Passage given:
Kids grow up fast. One day you’re carefully curating their television-watching (and watching along with them), the next you’re tapping away on your computer in another room when you’re hit with an obnoxious cocktail of synthy pop music, canned laughter, and smart-mouthed sassiness. In my household, the change seemed to happen overnight as my 9-year-old daughter finally succumbed to the Disney Channel’s marketing machine. She ditched Spongebob, Phineas, and Ferb—esteemed friends who had served as her bridge from childhood to that advertiser-targeted demographic known as tweendom—and loaded up the DVR with a bunch of live-action, original Disney programs I’d never heard of.
If she’d been born a few years earlier, I would have probably been facing a Hannah Montana situation. But Disney’s massively successful flagship series ended its run in early 2011, leaving the network and its chief rival, Nickelodeon, to cast about for new shows to inherit the mantle.
On Hannah, Miley Cyrus played Miley Stewart, typical student by day, bewigged pop sensation Hannah Montana by night. The conceit of the program had Cyrus’s character striving to live a normal life by concealing her celebrity from all but her family and her most trusted friends. What’s unsettling about many of the shows that have come along since is that the narcissistic courting of fame and attention is central to the characters’ existence, making them a sort of fictional counterpart to the ever-younger contestants on reality competitions like American Idol and The X Factor.

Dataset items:

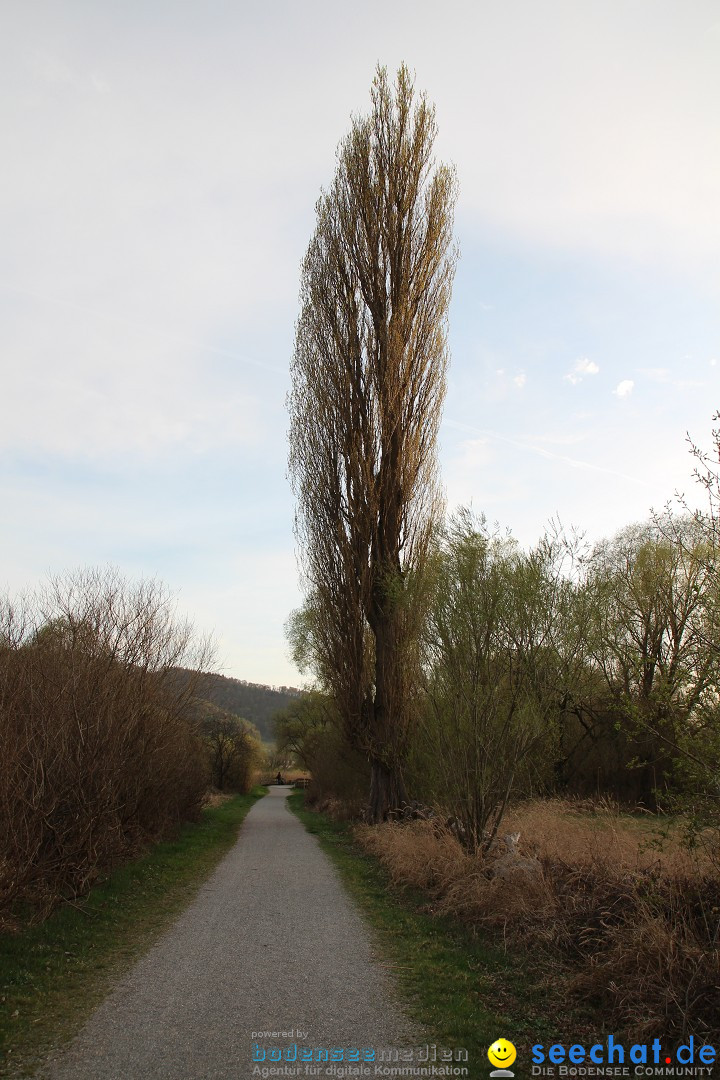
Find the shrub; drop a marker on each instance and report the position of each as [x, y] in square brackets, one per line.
[99, 756]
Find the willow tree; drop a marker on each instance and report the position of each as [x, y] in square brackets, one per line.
[368, 385]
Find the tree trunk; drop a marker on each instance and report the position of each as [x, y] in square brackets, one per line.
[386, 792]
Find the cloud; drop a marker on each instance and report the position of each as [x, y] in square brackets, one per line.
[583, 366]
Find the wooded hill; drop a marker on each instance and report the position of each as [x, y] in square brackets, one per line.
[253, 701]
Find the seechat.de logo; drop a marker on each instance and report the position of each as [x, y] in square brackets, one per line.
[502, 1053]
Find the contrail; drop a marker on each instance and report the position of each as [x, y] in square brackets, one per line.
[573, 462]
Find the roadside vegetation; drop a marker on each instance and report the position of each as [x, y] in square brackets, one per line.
[106, 747]
[465, 987]
[55, 972]
[561, 768]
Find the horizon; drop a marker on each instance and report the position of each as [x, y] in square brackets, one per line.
[162, 175]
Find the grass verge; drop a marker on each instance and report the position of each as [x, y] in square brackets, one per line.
[53, 974]
[464, 990]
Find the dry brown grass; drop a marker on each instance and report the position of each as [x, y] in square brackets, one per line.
[634, 918]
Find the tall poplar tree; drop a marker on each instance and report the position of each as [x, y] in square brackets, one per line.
[368, 385]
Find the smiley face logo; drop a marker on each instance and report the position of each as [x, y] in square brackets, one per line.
[502, 1053]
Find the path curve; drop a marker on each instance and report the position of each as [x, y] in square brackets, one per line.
[271, 943]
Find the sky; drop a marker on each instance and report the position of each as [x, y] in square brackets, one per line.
[161, 163]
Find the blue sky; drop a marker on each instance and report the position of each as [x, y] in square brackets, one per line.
[161, 169]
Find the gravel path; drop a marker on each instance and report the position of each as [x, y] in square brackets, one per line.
[271, 944]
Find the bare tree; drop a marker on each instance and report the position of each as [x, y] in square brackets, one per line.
[368, 383]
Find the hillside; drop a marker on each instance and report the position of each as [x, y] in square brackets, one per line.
[253, 701]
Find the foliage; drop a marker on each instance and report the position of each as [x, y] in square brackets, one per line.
[499, 652]
[368, 382]
[99, 755]
[256, 703]
[234, 747]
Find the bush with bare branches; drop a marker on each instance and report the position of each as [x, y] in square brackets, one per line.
[98, 755]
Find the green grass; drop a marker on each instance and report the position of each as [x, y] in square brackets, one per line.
[54, 973]
[464, 990]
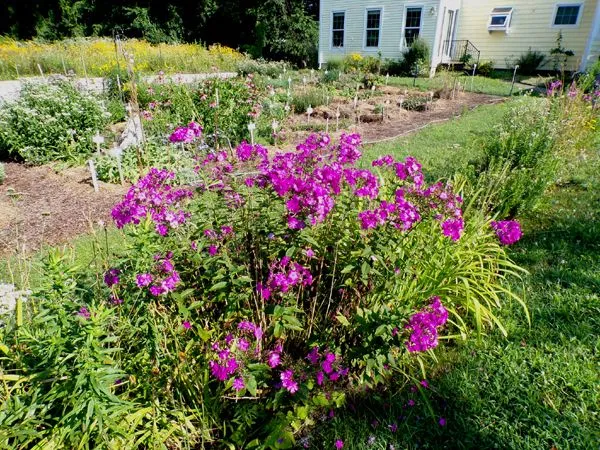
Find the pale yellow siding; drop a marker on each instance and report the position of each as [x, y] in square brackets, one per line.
[531, 27]
[392, 21]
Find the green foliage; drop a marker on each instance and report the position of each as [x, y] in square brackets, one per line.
[310, 97]
[560, 54]
[416, 58]
[518, 162]
[485, 68]
[51, 122]
[262, 67]
[530, 61]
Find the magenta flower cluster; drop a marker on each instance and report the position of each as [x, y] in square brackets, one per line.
[424, 325]
[153, 196]
[186, 134]
[232, 356]
[285, 274]
[508, 231]
[328, 366]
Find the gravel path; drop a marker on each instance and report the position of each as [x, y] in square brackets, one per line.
[11, 89]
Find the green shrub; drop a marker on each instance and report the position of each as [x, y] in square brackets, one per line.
[530, 61]
[51, 122]
[270, 69]
[302, 100]
[519, 161]
[416, 57]
[485, 68]
[238, 312]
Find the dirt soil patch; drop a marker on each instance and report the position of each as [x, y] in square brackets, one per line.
[387, 114]
[39, 206]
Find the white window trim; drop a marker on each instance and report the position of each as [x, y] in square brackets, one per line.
[507, 23]
[403, 45]
[364, 39]
[558, 5]
[331, 47]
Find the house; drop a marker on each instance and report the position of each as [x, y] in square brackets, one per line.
[455, 30]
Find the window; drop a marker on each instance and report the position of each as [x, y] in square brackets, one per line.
[567, 15]
[337, 28]
[373, 27]
[500, 19]
[412, 25]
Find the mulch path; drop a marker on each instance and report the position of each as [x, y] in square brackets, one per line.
[40, 206]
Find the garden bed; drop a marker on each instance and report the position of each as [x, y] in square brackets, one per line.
[39, 206]
[382, 117]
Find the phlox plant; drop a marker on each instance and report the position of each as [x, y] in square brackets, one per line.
[248, 303]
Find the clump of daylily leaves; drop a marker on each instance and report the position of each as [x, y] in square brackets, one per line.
[297, 277]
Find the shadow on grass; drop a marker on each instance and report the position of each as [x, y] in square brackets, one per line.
[536, 389]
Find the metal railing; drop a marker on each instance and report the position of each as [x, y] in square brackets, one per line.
[462, 51]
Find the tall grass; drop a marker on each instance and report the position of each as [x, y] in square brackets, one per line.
[97, 57]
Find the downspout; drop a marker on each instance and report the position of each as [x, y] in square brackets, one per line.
[595, 32]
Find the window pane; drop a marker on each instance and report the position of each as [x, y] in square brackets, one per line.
[373, 19]
[567, 15]
[413, 17]
[498, 20]
[338, 38]
[372, 38]
[410, 34]
[338, 21]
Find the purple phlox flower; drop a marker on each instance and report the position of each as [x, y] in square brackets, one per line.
[84, 312]
[274, 359]
[424, 324]
[313, 355]
[453, 228]
[238, 384]
[288, 382]
[111, 277]
[243, 344]
[508, 231]
[386, 160]
[152, 196]
[143, 279]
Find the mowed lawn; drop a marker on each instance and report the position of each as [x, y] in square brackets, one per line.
[539, 388]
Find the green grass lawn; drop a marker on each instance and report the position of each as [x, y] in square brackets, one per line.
[536, 389]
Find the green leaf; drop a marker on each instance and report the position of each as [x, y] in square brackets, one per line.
[220, 285]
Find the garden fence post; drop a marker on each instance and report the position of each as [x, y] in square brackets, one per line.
[512, 86]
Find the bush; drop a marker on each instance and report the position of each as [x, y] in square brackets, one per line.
[270, 69]
[519, 162]
[302, 100]
[530, 61]
[240, 311]
[416, 56]
[51, 122]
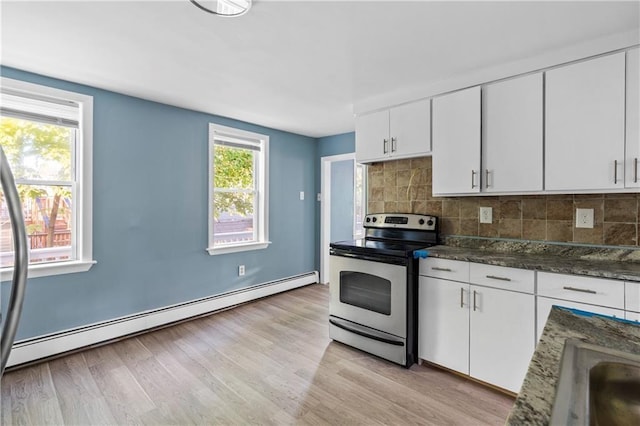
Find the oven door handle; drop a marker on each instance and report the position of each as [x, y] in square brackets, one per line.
[363, 333]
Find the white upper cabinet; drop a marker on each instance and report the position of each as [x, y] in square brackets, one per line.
[400, 132]
[456, 142]
[512, 131]
[372, 136]
[585, 115]
[632, 145]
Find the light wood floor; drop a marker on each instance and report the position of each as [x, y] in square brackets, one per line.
[266, 362]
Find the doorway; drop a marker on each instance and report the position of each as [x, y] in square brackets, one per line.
[343, 189]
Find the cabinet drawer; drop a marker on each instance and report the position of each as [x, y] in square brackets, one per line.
[595, 291]
[545, 304]
[502, 277]
[632, 297]
[444, 268]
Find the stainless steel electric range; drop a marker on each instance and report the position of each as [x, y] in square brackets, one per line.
[374, 285]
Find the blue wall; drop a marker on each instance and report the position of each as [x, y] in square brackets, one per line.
[150, 216]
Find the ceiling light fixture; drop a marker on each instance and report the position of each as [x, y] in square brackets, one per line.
[229, 8]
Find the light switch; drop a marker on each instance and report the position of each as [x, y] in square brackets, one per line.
[584, 218]
[486, 215]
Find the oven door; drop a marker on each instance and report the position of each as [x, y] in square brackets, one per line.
[369, 293]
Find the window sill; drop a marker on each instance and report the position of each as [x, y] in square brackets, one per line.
[238, 248]
[49, 269]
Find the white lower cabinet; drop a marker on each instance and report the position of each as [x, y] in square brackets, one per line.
[443, 325]
[487, 333]
[597, 295]
[545, 304]
[501, 338]
[632, 301]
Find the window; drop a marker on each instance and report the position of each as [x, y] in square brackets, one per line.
[238, 181]
[46, 135]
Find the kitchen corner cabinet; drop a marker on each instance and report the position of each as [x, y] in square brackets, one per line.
[632, 144]
[467, 325]
[399, 132]
[456, 142]
[585, 116]
[512, 135]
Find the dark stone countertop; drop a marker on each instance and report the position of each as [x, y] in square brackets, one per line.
[535, 400]
[613, 263]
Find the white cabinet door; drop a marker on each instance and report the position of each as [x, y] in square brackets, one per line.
[632, 147]
[372, 136]
[512, 135]
[632, 296]
[443, 323]
[502, 338]
[410, 129]
[585, 111]
[456, 142]
[545, 304]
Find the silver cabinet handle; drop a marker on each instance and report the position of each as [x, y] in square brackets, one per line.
[581, 290]
[474, 299]
[493, 277]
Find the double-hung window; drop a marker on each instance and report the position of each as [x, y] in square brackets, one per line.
[238, 182]
[46, 135]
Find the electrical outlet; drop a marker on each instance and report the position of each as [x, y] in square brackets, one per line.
[486, 215]
[584, 218]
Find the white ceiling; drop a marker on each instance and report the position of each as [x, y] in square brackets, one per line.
[298, 66]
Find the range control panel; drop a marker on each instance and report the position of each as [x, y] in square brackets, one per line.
[401, 220]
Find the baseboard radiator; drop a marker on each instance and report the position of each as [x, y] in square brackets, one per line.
[31, 350]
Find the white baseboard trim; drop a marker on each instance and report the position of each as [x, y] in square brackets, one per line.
[57, 343]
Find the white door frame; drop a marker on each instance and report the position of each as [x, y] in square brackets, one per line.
[325, 210]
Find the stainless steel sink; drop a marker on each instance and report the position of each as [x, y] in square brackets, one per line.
[597, 386]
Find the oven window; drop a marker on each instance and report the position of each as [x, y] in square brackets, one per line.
[365, 291]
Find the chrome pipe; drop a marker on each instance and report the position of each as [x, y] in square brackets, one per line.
[21, 262]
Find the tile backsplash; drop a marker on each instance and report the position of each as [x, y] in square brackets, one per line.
[404, 186]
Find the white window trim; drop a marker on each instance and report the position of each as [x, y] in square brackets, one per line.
[84, 173]
[263, 242]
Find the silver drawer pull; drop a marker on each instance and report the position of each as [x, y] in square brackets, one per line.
[581, 290]
[493, 277]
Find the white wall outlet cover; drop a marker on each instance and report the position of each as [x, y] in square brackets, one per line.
[486, 215]
[584, 218]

To be done:
A: Rewrite the paragraph of the passage that begins "On Hannah, Miley Cyrus played" as a short bulleted list that keeps its main facts.
B: Pull out every line of the rows that contains the word "shrub", and copy each one in full.

Responses to the tasks:
A:
- On Hannah Montana, Miley Cyrus played Miley Stewart, an ordinary student by day and the bewigged pop star Hannah Montana by night.
- Her character tried to live a normal life by hiding her fame from everyone except her family and her most trusted friends.
- The writer finds many later shows unsettling because they put the narcissistic pursuit of fame and attention at the center of their characters' lives.
- This makes those characters a kind of fictional counterpart to the ever-younger contestants on reality competitions like American Idol and The X Factor.

B:
Find the shrub; drop a marker on each instance and report the position of each as [x, y] in square brackets, one per line.
Find the green shrub; drop a marker on each instance and report the position of each as [x, y] in square brackets, one per line.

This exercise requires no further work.